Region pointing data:
--------------------------------------------------

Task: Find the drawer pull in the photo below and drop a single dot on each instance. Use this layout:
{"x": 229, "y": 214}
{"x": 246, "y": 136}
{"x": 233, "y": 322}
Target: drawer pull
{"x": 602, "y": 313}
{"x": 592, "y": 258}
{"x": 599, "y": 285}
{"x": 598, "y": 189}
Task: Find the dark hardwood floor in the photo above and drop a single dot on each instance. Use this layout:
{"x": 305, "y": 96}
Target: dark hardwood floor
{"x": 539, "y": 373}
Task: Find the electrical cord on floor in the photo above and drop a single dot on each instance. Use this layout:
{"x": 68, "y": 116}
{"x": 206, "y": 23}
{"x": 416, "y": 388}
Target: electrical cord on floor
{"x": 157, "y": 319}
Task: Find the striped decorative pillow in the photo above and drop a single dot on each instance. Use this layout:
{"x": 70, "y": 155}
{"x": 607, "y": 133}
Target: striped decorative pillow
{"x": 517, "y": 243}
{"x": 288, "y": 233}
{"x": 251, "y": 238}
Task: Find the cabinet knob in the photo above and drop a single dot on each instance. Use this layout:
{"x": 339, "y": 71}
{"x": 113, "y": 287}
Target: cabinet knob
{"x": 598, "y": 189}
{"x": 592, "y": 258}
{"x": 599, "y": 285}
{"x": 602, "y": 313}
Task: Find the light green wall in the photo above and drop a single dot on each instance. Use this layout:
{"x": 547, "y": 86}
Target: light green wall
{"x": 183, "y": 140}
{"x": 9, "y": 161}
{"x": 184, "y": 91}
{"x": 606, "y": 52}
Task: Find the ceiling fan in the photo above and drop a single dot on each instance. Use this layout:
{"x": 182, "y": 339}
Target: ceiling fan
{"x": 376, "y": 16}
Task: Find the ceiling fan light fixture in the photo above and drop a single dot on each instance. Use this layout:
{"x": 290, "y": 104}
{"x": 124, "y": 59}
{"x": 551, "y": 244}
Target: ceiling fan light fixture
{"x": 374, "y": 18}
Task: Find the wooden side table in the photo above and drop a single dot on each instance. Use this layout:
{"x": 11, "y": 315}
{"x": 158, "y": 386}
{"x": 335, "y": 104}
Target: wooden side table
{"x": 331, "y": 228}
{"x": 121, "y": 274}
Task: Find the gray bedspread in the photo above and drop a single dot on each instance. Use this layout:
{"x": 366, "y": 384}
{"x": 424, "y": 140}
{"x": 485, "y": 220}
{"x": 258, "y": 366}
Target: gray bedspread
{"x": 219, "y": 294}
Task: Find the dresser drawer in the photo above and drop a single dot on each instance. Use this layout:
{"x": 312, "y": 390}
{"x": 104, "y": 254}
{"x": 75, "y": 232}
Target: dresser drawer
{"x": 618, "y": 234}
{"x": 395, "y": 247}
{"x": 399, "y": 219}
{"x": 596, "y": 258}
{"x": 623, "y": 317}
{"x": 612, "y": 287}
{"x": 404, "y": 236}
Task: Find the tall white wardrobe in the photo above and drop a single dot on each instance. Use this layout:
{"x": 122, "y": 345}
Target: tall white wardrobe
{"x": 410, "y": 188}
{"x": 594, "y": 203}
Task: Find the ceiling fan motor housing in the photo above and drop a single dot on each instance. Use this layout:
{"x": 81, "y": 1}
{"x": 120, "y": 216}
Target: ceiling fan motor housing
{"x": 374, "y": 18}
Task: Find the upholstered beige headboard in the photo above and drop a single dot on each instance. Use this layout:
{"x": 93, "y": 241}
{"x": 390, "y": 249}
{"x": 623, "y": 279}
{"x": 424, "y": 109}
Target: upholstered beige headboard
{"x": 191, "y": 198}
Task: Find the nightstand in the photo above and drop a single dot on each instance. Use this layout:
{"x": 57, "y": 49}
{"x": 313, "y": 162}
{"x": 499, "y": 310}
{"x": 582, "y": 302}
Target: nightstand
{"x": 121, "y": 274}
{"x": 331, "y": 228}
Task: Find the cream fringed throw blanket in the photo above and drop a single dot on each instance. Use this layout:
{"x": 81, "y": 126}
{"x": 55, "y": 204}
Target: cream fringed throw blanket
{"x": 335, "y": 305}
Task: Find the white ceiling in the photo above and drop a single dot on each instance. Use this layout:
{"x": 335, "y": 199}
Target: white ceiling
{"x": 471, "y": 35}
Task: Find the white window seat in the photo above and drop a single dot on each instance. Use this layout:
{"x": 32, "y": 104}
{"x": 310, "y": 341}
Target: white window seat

--------------------------------------------------

__AIM OF THE EXERCISE__. Each entry is to be returned in full, character for character.

__OUTPUT OF THE TASK__.
Task: Find the drawer pull in the photo below and drop a single dot on each instance. Use this layout:
{"x": 229, "y": 214}
{"x": 246, "y": 136}
{"x": 233, "y": 322}
Target: drawer pull
{"x": 602, "y": 313}
{"x": 592, "y": 258}
{"x": 599, "y": 285}
{"x": 598, "y": 189}
Task: Find the dark hardwood floor in the photo above and drop a single dot on each instance. Use this layout:
{"x": 305, "y": 96}
Target: dark hardwood floor
{"x": 539, "y": 373}
Task: Find the electrical cord on floor in the photo above and drop a single dot on each instance. Use this layout:
{"x": 68, "y": 116}
{"x": 206, "y": 23}
{"x": 416, "y": 388}
Target: electrical cord on floor
{"x": 157, "y": 319}
Task: Find the striped decorative pillow in the photo above and drop a single dot on each instance. Use this layout:
{"x": 70, "y": 155}
{"x": 607, "y": 133}
Target: striped decorative pillow
{"x": 517, "y": 243}
{"x": 288, "y": 233}
{"x": 251, "y": 238}
Task: Find the cabinet knob in the photo above and drop a single dot on each instance. Use this layout:
{"x": 339, "y": 71}
{"x": 113, "y": 287}
Target: cabinet knob
{"x": 598, "y": 189}
{"x": 592, "y": 258}
{"x": 599, "y": 285}
{"x": 602, "y": 313}
Task: Find the light green wall in the photo above and drop a single dot on each instance. Use this layout:
{"x": 547, "y": 86}
Target: light green wall
{"x": 183, "y": 140}
{"x": 9, "y": 161}
{"x": 184, "y": 91}
{"x": 606, "y": 52}
Task: Find the ceiling fan in the photo above and drop a single dot on each instance. Use this layout:
{"x": 182, "y": 339}
Target: ceiling fan
{"x": 376, "y": 16}
Task: Find the ceiling fan light fixture in the photo above and drop a single dot on each instance. Use this layout:
{"x": 290, "y": 104}
{"x": 124, "y": 59}
{"x": 551, "y": 244}
Target: ceiling fan light fixture
{"x": 374, "y": 18}
Task: Find the wooden side table in the photo above and drop a single dot on each instance. Use this layout:
{"x": 11, "y": 315}
{"x": 158, "y": 386}
{"x": 335, "y": 104}
Target: wooden side table
{"x": 331, "y": 228}
{"x": 121, "y": 274}
Task: Find the gray bedspread in the photo above and drop a single dot on each instance. Use this layout:
{"x": 366, "y": 384}
{"x": 424, "y": 140}
{"x": 485, "y": 220}
{"x": 258, "y": 366}
Target: gray bedspread
{"x": 219, "y": 294}
Task: Find the dresser drawer in the photo above and drop a single dot on each instance. Use this layout:
{"x": 312, "y": 390}
{"x": 104, "y": 254}
{"x": 75, "y": 232}
Target: dresser drawer
{"x": 618, "y": 234}
{"x": 395, "y": 247}
{"x": 399, "y": 219}
{"x": 596, "y": 258}
{"x": 623, "y": 317}
{"x": 612, "y": 287}
{"x": 404, "y": 236}
Task: Find the tall white wardrobe in the photo above and drop a single dot on each instance. Use this layout:
{"x": 122, "y": 345}
Target: tall white wardrobe
{"x": 410, "y": 188}
{"x": 594, "y": 203}
Task: Find the ceiling fan motor housing in the photo above and drop a single dot on each instance. Use this layout:
{"x": 81, "y": 1}
{"x": 120, "y": 216}
Target: ceiling fan motor housing
{"x": 374, "y": 18}
Task: Find the upholstered beige headboard in the photo above and drop a single dot on each instance. Use this layout:
{"x": 93, "y": 241}
{"x": 390, "y": 249}
{"x": 623, "y": 279}
{"x": 424, "y": 109}
Target: upholstered beige headboard
{"x": 191, "y": 198}
Task: Find the nightstand in the photo above and drop a single dot on each instance. Use this layout:
{"x": 57, "y": 49}
{"x": 313, "y": 162}
{"x": 499, "y": 310}
{"x": 582, "y": 302}
Target: nightstand
{"x": 121, "y": 274}
{"x": 331, "y": 228}
Task: Find the cream fringed throw blanket in the photo above and drop a single dot on each instance. Use this layout:
{"x": 81, "y": 126}
{"x": 55, "y": 204}
Target: cream fringed throw blanket
{"x": 335, "y": 305}
Task: Find the white ceiling in the photo above and drop a single dot on each instance. Use this layout:
{"x": 335, "y": 199}
Target: white ceiling
{"x": 471, "y": 35}
Task: Find the white window seat in the photo above and drop a single dot on each instance. Use this layout:
{"x": 32, "y": 104}
{"x": 310, "y": 341}
Target: white window seat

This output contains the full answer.